- WHAT IS EXPECTED: Return every line of the records below that contains the word "target", treating uppercase and lowercase letters as different.

Image outline annotation entries:
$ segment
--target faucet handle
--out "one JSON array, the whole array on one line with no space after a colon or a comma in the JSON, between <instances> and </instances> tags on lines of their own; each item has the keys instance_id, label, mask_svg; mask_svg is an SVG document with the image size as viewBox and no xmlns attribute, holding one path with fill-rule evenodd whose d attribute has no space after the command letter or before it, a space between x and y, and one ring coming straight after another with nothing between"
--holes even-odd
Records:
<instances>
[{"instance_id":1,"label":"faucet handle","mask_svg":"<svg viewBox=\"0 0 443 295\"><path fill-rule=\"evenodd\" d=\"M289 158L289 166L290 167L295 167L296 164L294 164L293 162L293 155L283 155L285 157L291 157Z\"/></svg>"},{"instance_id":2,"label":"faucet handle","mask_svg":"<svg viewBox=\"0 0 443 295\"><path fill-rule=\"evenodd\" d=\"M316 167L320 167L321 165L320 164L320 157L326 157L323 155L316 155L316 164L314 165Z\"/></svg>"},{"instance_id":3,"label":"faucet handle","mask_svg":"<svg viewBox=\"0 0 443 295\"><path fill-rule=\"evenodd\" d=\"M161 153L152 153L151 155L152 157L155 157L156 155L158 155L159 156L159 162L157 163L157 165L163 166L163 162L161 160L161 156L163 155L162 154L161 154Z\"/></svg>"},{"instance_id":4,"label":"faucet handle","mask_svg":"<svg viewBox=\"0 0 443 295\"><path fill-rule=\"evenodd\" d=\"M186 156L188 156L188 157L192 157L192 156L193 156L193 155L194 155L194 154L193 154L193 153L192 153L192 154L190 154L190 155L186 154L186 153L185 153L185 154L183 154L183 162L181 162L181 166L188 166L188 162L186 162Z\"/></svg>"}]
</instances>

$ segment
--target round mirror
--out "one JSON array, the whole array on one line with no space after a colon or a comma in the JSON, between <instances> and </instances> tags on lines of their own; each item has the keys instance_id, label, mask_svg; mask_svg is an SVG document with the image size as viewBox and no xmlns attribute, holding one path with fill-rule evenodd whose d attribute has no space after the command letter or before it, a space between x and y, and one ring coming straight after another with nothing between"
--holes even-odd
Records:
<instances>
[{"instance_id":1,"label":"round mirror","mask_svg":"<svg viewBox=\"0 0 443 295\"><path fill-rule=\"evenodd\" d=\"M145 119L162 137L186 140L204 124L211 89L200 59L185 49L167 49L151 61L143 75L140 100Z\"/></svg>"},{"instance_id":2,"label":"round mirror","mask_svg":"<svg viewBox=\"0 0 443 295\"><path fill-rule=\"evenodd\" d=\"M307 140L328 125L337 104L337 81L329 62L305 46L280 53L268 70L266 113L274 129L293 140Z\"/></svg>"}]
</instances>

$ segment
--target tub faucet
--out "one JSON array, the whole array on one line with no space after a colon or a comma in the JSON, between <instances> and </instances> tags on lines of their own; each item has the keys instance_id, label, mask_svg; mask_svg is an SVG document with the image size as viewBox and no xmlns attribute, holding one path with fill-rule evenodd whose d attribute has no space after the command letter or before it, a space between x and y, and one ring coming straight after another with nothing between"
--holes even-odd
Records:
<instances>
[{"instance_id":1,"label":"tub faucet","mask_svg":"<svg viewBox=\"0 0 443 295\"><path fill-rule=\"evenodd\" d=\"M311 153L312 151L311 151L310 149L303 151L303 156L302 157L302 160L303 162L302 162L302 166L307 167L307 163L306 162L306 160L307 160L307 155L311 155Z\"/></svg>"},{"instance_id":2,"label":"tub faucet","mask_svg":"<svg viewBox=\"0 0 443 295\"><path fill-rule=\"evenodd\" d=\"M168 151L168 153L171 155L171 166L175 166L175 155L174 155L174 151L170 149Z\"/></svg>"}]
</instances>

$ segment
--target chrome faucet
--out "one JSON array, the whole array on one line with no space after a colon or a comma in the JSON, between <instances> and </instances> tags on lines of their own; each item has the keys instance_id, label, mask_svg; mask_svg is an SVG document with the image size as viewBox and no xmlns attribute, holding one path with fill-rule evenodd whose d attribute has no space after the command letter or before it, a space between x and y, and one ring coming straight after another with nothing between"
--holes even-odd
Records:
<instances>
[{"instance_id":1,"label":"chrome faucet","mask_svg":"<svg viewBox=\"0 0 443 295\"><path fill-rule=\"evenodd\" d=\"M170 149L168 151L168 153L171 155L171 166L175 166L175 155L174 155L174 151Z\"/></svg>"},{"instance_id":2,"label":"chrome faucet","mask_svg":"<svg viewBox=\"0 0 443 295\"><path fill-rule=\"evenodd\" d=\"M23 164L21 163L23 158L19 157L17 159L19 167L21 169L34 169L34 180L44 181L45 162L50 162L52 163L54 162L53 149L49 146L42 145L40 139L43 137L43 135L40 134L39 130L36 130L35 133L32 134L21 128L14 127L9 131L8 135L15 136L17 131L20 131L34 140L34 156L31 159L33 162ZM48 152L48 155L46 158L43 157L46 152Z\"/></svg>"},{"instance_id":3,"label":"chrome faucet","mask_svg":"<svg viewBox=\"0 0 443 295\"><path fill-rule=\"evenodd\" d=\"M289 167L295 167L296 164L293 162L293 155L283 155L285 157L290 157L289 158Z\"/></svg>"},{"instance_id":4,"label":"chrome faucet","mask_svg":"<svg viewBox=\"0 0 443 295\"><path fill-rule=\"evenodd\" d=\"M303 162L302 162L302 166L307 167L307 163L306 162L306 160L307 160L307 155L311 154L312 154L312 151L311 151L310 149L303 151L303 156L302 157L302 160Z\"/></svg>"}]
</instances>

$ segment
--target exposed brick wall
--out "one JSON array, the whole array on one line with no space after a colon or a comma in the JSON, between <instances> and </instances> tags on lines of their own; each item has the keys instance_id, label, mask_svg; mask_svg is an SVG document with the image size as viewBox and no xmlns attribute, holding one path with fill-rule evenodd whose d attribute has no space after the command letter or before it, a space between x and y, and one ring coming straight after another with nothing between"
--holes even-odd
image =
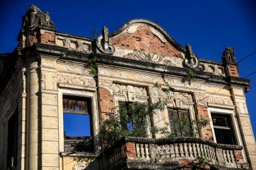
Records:
<instances>
[{"instance_id":1,"label":"exposed brick wall","mask_svg":"<svg viewBox=\"0 0 256 170\"><path fill-rule=\"evenodd\" d=\"M122 49L136 50L165 56L182 57L180 52L166 41L162 42L148 26L139 26L132 33L125 32L110 39L110 43Z\"/></svg>"},{"instance_id":2,"label":"exposed brick wall","mask_svg":"<svg viewBox=\"0 0 256 170\"><path fill-rule=\"evenodd\" d=\"M105 120L108 113L113 113L113 95L108 89L103 88L99 88L99 94L102 119Z\"/></svg>"},{"instance_id":3,"label":"exposed brick wall","mask_svg":"<svg viewBox=\"0 0 256 170\"><path fill-rule=\"evenodd\" d=\"M201 106L200 105L197 105L197 111L198 119L202 118L206 120L209 120L207 107ZM206 127L201 128L199 135L200 137L202 139L212 141L214 140L212 130L209 123L206 125Z\"/></svg>"},{"instance_id":4,"label":"exposed brick wall","mask_svg":"<svg viewBox=\"0 0 256 170\"><path fill-rule=\"evenodd\" d=\"M128 159L136 157L136 152L135 150L135 143L128 142L126 143L127 156Z\"/></svg>"},{"instance_id":5,"label":"exposed brick wall","mask_svg":"<svg viewBox=\"0 0 256 170\"><path fill-rule=\"evenodd\" d=\"M37 33L33 33L29 35L31 43L39 42L39 37Z\"/></svg>"},{"instance_id":6,"label":"exposed brick wall","mask_svg":"<svg viewBox=\"0 0 256 170\"><path fill-rule=\"evenodd\" d=\"M55 45L55 33L44 32L41 34L40 43Z\"/></svg>"},{"instance_id":7,"label":"exposed brick wall","mask_svg":"<svg viewBox=\"0 0 256 170\"><path fill-rule=\"evenodd\" d=\"M228 68L228 74L230 76L237 77L239 77L238 71L236 65L228 64L227 68Z\"/></svg>"}]
</instances>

- EXERCISE ANSWER:
--target faucet handle
--target round mirror
--target tub faucet
--target chrome faucet
--target exposed brick wall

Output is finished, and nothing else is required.